Stated task 1
Rewrite the SpamBayes post between "# eventually result" and "comments and results.", inclusive, changing "experimental" to "untested".
Stated task 2
According to the SpamBayes post, what is the default value of max_discriminators?
Stated task 3
Proceed with the SpamBayes post, starting right after its final sentence.

— Start of Extract to read —

Re: [Spambayes] SpamBayes to Handle Embedded Images

Erik Brown Mon, 03 Oct 2005 14:56:50 -0700

FMJ,

You need to experiment with the following config options. I do not have a problem whatsoever with embedded images. They usually link to a site and it gets all of the related tokens. Try for yourself and report back:

[Classifier]

# Generate both unigrams (words) and bigrams (pairs of words). However,

# extending an idea originally from Gary Robinson, the message is

# 'tiled' into non-overlapping unigrams and bigrams, approximating the

# strongest outcome over all possible tilings. Note that to really test

# this option you need to retrain with it on, so that your database

# includes the bigrams - if you subsequently turn it off, these tokens

# will have no effect. This option will at least double your database

# size given the same training data, and will probably at least triple

# it. You may also wish to increase the max_discriminators (maximum

# number of extreme words) option if you enable this option, perhaps

# doubling or quadrupling it. It's not yet clear. Bigrams create many

# more hapaxes, and that seems to increase the brittleness of minimalist

# training regimes; increasing max_discriminators may help to soften

# that effect. OTOH, max_discriminators defaults to 150 in part because

# that makes it easy to prove that the chi-squared math is immune from

# numeric problems. Increase it too much, and insane results will

# eventually result (including fatal floating-point exceptions on some

# boxes). This option is experimental, and may be removed in a future

# release. We would appreciate feedback about it if you use it - email

# [email protected] with your comments and results.

x-use_bigrams: True

[Tokenizer]

# This non-default option is very effective

# at nailing Asian spam with little training and small database burden.

— End of Extract to read —
— Start of Items —

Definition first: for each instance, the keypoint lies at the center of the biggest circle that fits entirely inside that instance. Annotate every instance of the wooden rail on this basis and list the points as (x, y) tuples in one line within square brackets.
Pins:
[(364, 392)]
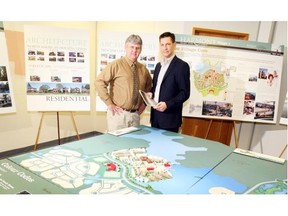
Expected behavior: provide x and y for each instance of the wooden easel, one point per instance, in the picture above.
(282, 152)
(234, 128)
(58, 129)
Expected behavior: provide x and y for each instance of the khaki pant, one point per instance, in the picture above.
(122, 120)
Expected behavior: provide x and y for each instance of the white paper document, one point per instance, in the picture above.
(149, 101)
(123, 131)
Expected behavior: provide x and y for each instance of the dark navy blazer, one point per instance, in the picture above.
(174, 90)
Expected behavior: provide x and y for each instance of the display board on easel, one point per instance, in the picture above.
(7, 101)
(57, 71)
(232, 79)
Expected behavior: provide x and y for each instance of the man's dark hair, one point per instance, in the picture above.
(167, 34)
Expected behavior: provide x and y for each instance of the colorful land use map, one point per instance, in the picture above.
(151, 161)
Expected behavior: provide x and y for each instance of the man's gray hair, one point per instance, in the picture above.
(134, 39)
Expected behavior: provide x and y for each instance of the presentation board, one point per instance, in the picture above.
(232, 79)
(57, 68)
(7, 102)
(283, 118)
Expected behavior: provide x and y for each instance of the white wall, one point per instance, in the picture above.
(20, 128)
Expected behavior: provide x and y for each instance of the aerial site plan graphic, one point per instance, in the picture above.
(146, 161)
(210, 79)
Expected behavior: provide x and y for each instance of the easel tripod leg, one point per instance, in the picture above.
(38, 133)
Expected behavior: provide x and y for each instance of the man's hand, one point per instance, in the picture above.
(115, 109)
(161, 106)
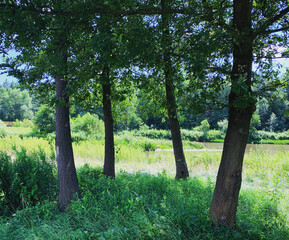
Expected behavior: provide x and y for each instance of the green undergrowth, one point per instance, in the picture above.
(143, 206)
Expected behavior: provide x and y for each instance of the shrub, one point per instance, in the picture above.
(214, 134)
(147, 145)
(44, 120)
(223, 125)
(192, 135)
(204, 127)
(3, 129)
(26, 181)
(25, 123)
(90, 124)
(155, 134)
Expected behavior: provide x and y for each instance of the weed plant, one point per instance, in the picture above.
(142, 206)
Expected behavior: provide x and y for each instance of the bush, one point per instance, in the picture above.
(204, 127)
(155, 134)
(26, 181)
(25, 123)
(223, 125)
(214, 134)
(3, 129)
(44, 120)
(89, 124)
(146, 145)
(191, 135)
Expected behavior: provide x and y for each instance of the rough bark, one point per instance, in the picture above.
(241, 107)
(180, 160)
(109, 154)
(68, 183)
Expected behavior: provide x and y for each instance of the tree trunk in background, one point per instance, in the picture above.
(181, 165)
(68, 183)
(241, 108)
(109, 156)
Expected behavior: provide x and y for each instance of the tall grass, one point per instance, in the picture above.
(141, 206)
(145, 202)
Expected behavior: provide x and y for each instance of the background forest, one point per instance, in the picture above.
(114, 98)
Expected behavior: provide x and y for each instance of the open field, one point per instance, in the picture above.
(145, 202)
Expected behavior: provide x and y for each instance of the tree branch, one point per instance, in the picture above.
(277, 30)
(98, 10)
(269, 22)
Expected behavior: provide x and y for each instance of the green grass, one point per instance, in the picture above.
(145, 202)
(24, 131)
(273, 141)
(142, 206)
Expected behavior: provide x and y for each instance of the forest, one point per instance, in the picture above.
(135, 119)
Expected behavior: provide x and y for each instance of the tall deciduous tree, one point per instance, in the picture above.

— End of Items —

Exercise result 1
# eventually result (including fatal floating-point exceptions on some

# boxes). This option is untested, and may be removed in a future

# release. We would appreciate feedback about it if you use it - email

# [email protected] with your comments and results.

Exercise result 2
150

Exercise result 3
# It should probably be exposed via the GUI, as it's not appropriate

# for people who get "high-bit ham". Asian spam is nailed with this

# False too, but it requires more training and a larger database, since

# a sufficient variety of "8bit%" and "skip" metatokens take longer to

# learn about than strings of question marks.

replace_nonascii_chars: True

# It's helpful for Tim <wink>.

record_header_absence: True

# Recognize 'www.python.org' or ftp.python.org as URLs instead of just

# long words.

x-fancy_url_recognition: True

# Note whether url contains non-standard port or user/password elements.

x-pick_apart_urls: True

basic_header_tokenize: True

basic_header_skip: date x-.* domainkey-signature list-.*

check_octets: True

mine_received_headers: True

summarize_email_prefixes: True

summarize_email_suffixes: True

skip_max_word_size: 50

[URLRetriever]

# So that SpamBayes doesn't need to retrieve the same URL over and over

# again, it stores local copies of the text at the end of the URL. This

# is the directory that will be used for those copies.

x-cache_directory: url-cache

# This is the number of days that local cached copies of the text at the

# URLs will be stored for.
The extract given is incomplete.